Work to be completed:
Take all the material and copy it exactly.

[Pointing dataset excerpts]
● ● ●

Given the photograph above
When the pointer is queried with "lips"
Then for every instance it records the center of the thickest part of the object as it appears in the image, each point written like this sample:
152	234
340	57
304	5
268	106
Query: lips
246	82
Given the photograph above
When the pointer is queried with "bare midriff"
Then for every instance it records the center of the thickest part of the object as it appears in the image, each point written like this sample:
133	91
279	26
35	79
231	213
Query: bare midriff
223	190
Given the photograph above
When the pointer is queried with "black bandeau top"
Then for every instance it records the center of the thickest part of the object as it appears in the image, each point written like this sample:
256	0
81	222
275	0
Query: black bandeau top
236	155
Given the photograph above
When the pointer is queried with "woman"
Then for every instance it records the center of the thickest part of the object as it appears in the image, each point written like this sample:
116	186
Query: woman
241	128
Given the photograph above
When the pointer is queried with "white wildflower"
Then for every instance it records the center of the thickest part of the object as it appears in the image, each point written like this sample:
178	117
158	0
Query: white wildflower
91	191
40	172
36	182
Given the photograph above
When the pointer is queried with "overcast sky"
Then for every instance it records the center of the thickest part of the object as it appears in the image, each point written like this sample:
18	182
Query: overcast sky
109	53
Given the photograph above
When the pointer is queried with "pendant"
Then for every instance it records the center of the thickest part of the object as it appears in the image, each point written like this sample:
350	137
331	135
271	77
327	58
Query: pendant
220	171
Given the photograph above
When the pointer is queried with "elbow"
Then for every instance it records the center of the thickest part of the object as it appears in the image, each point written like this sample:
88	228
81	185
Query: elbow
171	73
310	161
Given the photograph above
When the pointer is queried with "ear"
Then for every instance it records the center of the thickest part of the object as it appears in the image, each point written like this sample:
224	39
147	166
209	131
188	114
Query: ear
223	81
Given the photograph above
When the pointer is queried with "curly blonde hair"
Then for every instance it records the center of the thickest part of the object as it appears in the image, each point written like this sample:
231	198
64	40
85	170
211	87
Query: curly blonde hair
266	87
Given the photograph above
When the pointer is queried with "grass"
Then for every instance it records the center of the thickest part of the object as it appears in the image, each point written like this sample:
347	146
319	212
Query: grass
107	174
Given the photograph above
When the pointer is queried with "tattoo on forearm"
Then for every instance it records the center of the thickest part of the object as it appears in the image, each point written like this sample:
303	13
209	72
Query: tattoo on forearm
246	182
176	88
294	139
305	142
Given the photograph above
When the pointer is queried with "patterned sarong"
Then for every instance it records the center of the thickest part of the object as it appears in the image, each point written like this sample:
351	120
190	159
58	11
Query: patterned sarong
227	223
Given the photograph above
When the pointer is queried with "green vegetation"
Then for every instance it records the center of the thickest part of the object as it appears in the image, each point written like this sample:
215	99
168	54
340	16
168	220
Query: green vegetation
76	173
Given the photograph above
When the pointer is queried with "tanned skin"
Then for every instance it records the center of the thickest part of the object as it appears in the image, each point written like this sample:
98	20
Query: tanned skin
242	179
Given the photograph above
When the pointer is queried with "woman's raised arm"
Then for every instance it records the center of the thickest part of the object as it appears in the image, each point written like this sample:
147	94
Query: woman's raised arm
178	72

● ● ●

Exercise answer:
Given the photograph above
When the pointer is queried with "lips"
Then for every instance it records the center of the thickest part of the object as it appears in the image, each point written like this sample:
152	234
340	57
304	5
268	106
Query: lips
246	82
Given the photograph above
When the pointer is queried with "bare midriff"
Then for every instance it records the center of the thickest part of the object as it appears in the image, each point written like this sample:
133	91
279	26
35	79
231	213
Query: bare midriff
223	190
Given the photograph above
When the pointer is queried with "black bandeau top"
Then for every instance it records the center of the thickest part of the object as it appears in the image, each point written like this sample:
256	0
81	222
275	0
Query: black bandeau top
236	155
Given the photograph above
When the pointer is queried with "woman"
Then for every instance it records the center of the thickest part of the object as it appears in the image, each point written like this sample:
116	186
Query: woman
241	128
Given the photograph above
When the pointer is queried with "white wildflower"
Then for every instance it records the center of the thickest part of the object as it appears in the image, each point written like this sample:
178	117
158	0
Query: white wildflower
91	191
40	172
36	182
Given the photograph above
When the pointer is queried with "overcast sky"
Then for every instance it records the center of the thickest part of the object as it appears in the image, each point written like this sample:
18	182
Query: overcast sky
109	53
Given the photograph above
When the pointer is queried with "pendant"
Then for every instance it records the center of the thickest part of the object as it appears in the image, each point written like this sample:
350	137
331	135
271	77
327	58
Query: pendant
220	171
Given the photograph above
When the pointer is queried with "elbow"
Then for every instance it records the center of the thickest part of the object as it appears in the image, each point written like this sample:
88	228
81	185
Query: elbow
171	73
310	161
Given the photograph above
When the pointer is queried with "ear"
Then for every instance it records the center of the thickest part of the object as it appears in the image, each point written like this sample:
224	39
147	166
209	131
188	114
Query: ear
223	81
Given the photograph above
When the pointer is queried with "curly blonde hair"
Then for every instance it records the center of the thickest part of the object as it appears in the image, each point written like this sample:
231	198
64	40
85	170
211	87
Query: curly blonde hair
266	87
Given the photograph above
When the pointer is queried with "grass"
Then for every instance it records the center of the thickest part of the object as it appears in the image, each point written like this sample:
347	146
319	212
Query: grass
107	174
Given the photograph above
When the pointer is queried with "tattoo on forearm"
Then for every instance it records the center of the thickest part of the object as it appears in the image, each point written like this sample:
303	13
209	72
Query: tattoo on forearm
246	182
176	88
294	139
305	142
Given the photograph above
When the pointer is queried with "patterned sarong"
Then for every instance it records the center of the thickest part of the object as it appears in the image, each point written like this sample:
351	120
190	159
58	11
Query: patterned sarong
227	223
Given the photograph above
When the pointer is queried with "green vegetation"
Then for every instance it records the center of the thickest part of the object as it appears in the image, each point written like this sample:
215	99
168	54
340	16
168	220
Query: green vegetation
76	173
Given the photograph above
When the pointer is queried with "tanned skin"
Then for every instance it records the center of the thickest part of the object as it appears in the image, each point written like this sample:
98	20
Query: tanned skin
242	179
Given the photograph above
When the pointer is queried with "woman's raised arm"
Then for every instance it records the center of the thickest part of the object as it appears in the image, each point written like this sample:
147	94
Query: woman's raised arm
178	72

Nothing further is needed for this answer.